### Aim of the exercise
Transcribe only what runs from the line containing "Target — tree line" through the final line below, exactly, and leave every picture out.
<<<<
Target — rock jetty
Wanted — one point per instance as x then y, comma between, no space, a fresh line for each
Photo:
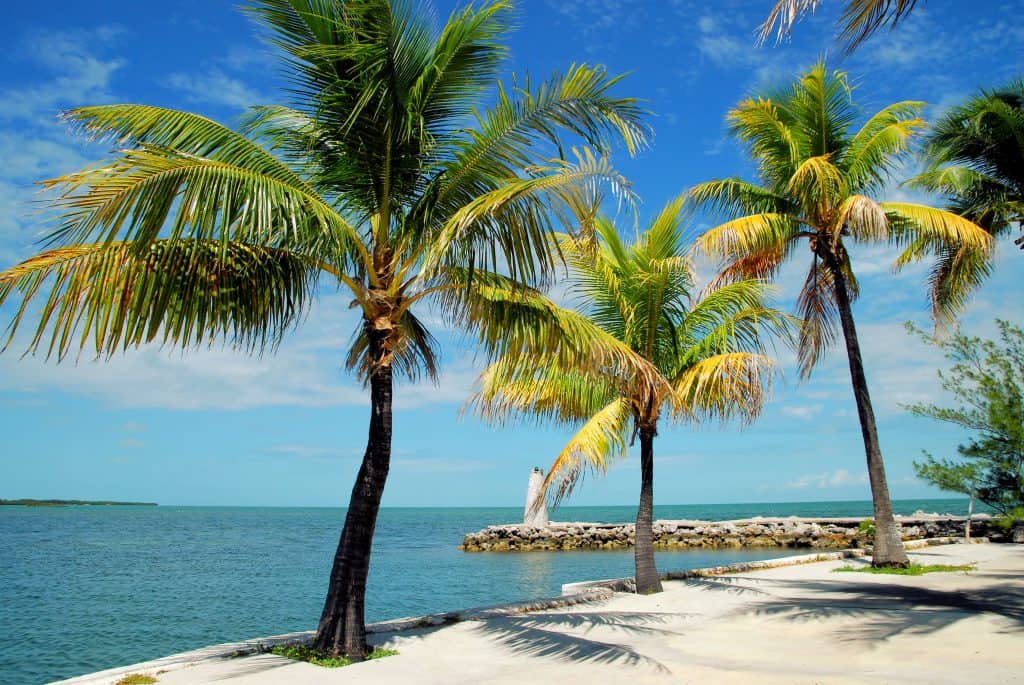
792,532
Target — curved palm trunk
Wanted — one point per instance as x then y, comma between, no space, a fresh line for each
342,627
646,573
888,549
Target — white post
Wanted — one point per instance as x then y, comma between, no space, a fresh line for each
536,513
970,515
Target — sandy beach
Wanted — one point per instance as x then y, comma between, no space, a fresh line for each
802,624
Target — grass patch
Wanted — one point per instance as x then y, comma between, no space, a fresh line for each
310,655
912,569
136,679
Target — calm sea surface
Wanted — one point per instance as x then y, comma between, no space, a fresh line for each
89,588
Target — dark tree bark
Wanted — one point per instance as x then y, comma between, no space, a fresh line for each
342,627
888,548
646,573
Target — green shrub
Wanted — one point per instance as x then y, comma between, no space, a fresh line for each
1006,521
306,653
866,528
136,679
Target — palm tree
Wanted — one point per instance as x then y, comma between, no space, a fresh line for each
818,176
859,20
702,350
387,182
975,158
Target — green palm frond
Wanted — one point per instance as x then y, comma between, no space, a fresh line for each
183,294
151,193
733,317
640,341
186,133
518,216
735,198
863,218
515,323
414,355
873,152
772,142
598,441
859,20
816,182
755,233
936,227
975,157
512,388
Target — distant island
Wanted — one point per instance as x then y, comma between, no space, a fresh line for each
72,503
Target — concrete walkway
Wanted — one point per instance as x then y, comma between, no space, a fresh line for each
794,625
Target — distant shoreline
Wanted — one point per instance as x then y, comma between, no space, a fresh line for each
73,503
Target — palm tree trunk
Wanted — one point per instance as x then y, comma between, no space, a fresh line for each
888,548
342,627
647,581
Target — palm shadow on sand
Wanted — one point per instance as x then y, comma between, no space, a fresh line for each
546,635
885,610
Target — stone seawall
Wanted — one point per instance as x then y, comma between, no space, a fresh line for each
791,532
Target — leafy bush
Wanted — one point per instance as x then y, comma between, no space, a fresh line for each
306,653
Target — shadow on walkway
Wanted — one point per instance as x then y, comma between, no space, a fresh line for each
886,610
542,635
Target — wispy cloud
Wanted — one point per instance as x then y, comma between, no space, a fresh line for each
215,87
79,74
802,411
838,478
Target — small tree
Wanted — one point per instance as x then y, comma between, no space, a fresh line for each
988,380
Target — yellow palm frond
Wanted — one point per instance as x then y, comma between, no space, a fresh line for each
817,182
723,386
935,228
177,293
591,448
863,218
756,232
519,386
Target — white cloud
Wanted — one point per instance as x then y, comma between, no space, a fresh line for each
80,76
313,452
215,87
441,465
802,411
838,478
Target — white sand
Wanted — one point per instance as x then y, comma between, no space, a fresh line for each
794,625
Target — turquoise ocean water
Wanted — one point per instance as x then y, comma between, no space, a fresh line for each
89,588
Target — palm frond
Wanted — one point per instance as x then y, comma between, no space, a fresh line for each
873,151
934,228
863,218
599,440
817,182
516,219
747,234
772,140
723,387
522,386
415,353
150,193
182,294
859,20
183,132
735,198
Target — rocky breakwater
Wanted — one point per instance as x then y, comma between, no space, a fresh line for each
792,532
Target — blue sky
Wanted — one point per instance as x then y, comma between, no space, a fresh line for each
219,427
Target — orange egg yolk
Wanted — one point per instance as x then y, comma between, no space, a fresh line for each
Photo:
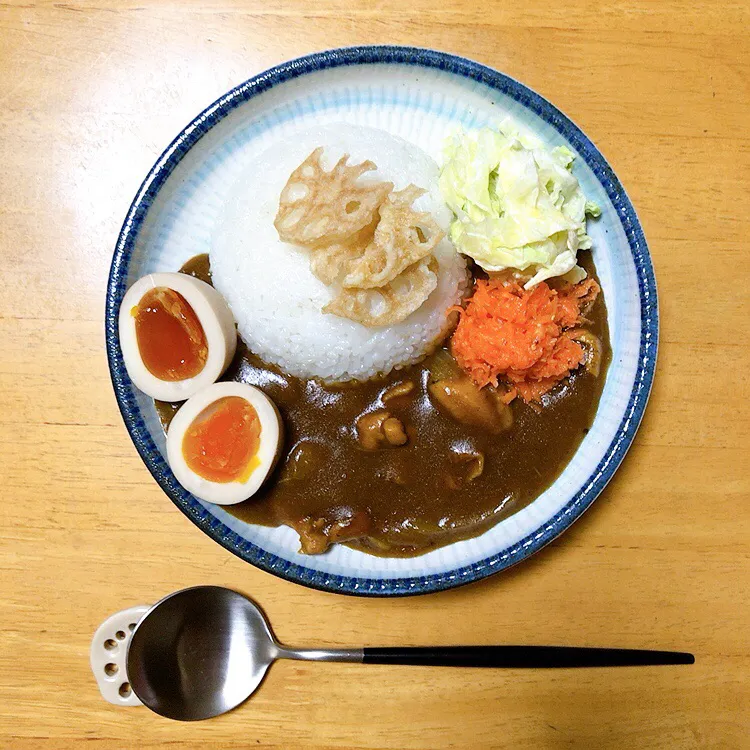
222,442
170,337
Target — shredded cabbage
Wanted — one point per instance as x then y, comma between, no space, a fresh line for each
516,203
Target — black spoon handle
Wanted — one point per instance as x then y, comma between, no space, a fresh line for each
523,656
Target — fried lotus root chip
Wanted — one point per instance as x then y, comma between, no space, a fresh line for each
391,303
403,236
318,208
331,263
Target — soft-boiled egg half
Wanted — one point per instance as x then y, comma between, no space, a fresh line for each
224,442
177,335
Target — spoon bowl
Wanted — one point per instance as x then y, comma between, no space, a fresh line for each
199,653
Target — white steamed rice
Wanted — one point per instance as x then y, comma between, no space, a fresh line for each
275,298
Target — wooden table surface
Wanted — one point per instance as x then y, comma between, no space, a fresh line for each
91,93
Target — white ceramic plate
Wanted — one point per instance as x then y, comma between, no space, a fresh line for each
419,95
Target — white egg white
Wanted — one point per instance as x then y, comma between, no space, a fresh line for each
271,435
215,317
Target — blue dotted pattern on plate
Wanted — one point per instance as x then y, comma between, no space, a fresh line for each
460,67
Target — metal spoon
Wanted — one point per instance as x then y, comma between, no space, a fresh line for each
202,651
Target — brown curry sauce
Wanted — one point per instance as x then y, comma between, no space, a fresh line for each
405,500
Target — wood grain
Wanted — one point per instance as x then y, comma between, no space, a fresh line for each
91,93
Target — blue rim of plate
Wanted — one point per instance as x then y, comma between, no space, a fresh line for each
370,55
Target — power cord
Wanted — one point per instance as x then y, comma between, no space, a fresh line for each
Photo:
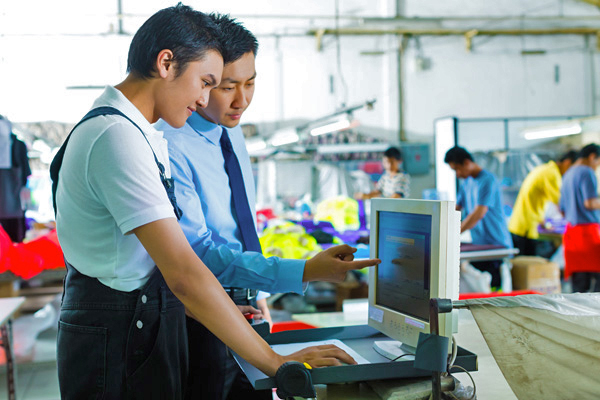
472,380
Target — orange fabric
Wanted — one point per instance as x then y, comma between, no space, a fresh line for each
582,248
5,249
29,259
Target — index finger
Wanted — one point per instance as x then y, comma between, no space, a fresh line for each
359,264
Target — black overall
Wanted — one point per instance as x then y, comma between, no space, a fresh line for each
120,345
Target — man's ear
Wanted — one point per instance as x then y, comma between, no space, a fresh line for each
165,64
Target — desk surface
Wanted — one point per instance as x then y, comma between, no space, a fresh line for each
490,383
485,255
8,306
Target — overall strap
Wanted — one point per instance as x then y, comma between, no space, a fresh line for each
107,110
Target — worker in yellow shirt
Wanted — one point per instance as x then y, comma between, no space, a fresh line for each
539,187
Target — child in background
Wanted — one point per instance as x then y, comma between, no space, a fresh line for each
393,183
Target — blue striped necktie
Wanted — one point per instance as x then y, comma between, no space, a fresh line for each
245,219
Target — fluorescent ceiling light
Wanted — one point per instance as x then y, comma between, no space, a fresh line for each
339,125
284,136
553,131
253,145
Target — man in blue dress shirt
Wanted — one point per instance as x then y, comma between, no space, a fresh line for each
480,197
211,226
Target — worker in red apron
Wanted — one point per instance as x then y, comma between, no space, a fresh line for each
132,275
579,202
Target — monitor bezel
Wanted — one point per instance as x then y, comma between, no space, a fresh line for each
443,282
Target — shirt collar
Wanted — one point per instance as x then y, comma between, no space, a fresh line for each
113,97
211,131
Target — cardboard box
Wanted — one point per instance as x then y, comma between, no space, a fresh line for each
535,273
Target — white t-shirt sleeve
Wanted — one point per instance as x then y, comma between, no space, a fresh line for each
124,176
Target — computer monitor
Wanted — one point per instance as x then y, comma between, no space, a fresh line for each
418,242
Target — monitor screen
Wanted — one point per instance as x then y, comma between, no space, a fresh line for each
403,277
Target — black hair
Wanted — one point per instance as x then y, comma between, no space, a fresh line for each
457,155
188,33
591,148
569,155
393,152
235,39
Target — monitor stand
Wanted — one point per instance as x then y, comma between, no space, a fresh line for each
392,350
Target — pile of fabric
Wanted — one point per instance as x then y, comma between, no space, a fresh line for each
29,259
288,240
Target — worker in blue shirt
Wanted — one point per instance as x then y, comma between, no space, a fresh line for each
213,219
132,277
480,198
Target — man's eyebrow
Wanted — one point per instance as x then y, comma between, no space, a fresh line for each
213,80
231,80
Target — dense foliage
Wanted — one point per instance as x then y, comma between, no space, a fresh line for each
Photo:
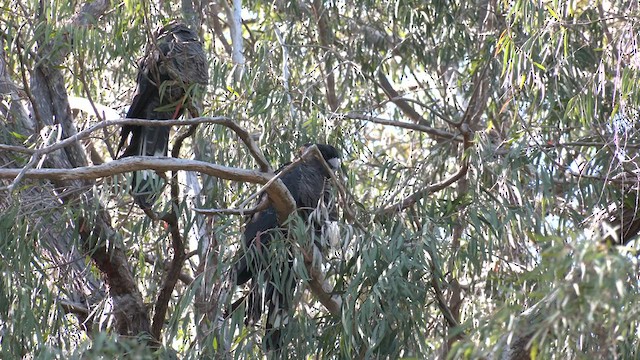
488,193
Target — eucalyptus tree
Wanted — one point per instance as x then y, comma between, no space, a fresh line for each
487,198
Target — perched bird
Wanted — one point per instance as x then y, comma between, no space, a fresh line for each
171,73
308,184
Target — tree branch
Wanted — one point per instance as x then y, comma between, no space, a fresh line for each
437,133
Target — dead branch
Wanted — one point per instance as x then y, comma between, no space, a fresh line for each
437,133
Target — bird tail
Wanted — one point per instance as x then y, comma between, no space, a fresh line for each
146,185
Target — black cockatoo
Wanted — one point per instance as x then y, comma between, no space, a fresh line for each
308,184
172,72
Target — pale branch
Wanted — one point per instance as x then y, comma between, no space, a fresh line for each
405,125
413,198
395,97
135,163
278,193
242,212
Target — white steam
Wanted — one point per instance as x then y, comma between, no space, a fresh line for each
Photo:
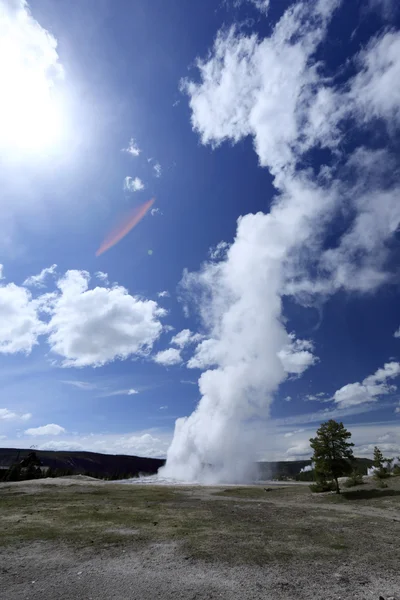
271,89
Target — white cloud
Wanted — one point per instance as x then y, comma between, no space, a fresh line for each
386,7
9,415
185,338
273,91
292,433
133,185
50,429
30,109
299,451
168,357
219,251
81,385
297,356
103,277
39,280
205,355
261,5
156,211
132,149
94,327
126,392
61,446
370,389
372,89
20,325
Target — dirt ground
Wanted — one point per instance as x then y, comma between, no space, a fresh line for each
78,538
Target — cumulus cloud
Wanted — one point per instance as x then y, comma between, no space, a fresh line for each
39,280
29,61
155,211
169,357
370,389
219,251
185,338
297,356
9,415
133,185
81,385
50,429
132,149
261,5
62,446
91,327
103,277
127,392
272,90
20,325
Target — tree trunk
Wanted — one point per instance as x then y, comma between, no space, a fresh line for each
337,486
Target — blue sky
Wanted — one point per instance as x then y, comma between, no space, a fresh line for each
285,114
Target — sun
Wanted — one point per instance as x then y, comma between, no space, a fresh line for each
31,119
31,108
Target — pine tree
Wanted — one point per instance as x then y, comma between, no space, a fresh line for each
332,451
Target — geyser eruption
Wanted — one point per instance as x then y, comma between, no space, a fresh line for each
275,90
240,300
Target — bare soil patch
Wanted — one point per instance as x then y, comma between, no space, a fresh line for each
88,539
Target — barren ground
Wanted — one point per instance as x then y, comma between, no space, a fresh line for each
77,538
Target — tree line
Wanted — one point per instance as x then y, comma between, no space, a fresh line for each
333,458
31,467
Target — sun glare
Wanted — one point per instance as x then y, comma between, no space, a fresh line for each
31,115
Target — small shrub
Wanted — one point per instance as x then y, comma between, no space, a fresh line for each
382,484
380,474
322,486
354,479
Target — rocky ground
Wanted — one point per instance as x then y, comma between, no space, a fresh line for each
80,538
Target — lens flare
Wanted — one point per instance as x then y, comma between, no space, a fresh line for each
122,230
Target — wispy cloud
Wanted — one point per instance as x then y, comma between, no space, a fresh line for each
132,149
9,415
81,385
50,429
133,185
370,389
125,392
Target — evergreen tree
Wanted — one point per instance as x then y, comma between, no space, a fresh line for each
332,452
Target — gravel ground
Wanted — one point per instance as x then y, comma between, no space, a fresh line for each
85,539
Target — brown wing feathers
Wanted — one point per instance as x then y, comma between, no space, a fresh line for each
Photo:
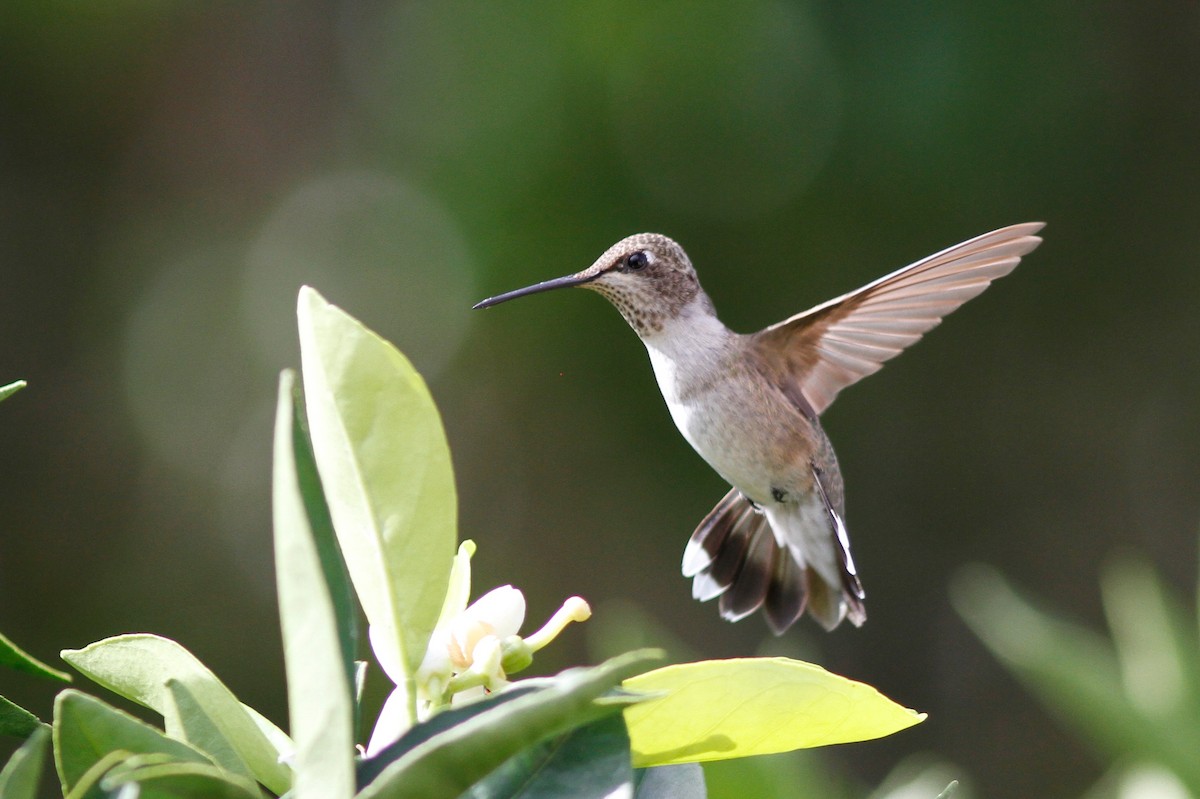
>>>>
### Written solution
Target — tree line
Wanted — one point per instance as x then y, comma between, no space, a fresh line for each
333,458
31,467
Target — sun glare
Wanted — one point per instance as x then y, comma between, no space, a fresh line for each
31,115
Target — small shrub
Wanted — one point per instance as x then y, comma between, no space, a fresh line for each
382,484
380,474
322,486
354,479
Target — rocky ground
Wanted — one point per instance as x then y, comma between, no space, a fresh line for each
80,538
Target — lens flare
Wanted — one point per instance as x then y, comma between, no space, a fresh line for each
122,230
Target — wispy cloud
Wanted — one point per instance as x then y, comma between, no space, a fresh line for each
132,149
9,415
81,385
50,429
133,185
370,389
125,392
Target — evergreen tree
Wanted — one point per instance as x then y, comma between, no space, a fresh line for each
332,452
Target — gravel ground
Wanted — one point per instance as x then y, comma between, no space, a fresh line for each
85,539
Target — brown wing feathers
Wanted — one point per instance as x then y, comma between, no space, a fresh line for each
Photo:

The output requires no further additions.